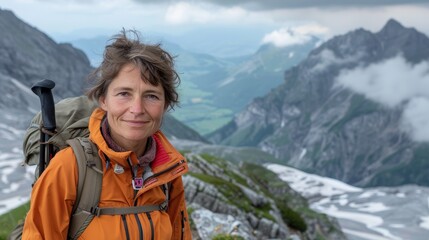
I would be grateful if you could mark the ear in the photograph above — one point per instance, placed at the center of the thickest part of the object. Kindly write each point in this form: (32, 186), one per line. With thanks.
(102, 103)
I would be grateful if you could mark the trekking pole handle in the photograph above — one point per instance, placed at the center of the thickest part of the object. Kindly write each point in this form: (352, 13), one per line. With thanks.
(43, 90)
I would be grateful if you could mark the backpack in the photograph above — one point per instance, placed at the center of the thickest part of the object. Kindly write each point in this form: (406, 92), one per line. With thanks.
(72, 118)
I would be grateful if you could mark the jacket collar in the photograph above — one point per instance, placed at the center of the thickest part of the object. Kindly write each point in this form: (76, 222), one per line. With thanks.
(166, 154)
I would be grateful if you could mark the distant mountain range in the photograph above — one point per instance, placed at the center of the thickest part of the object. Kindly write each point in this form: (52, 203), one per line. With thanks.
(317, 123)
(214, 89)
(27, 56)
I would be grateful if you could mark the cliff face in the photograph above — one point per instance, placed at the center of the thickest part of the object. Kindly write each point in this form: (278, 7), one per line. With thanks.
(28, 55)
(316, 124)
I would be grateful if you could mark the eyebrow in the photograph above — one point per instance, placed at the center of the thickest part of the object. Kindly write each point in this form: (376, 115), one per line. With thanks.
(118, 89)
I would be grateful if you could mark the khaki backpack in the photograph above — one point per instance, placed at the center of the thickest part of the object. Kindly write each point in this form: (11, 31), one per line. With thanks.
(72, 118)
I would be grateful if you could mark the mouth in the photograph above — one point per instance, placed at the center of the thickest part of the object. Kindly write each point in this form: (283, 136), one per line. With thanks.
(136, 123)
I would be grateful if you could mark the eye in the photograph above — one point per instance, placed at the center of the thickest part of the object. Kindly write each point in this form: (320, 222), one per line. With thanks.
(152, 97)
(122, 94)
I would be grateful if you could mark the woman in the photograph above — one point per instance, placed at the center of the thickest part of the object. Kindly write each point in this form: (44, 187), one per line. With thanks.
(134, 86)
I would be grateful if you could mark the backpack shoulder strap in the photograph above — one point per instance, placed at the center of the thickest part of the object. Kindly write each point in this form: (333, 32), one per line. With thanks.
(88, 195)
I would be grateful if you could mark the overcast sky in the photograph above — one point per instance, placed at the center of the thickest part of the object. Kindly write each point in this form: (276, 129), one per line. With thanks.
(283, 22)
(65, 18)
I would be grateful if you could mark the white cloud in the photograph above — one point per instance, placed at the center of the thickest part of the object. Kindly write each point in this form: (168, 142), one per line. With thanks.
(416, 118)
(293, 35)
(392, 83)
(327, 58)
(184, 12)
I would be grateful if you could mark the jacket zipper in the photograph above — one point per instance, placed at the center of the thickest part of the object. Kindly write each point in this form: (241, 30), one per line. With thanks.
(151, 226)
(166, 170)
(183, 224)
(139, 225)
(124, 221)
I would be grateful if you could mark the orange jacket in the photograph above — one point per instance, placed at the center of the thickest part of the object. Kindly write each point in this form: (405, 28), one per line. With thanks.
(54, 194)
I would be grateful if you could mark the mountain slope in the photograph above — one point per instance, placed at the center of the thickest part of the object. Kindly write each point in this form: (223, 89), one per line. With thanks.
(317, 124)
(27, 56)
=-=-=-=-=
● REQUIREMENT
Your task is to extract the lines running from the one with "I would be grateful if you could mark the orange" to the end of the material, inclusive, copying each exactly and adding nothing.

● TASK SOLUTION
I would be grateful if you could mark the orange jacket in the photograph above — one point per instance, placed at the center of the thickest part of the object. Kindly write each point in this form: (405, 28), one per line. With thanks.
(54, 194)
I would be grateful if you could mark the mountain slope in the photograph above — one point per instance, placed at the center of the thickest part of the object. Kindly write each point in this form: (223, 89), one per line. With thanks.
(317, 124)
(27, 56)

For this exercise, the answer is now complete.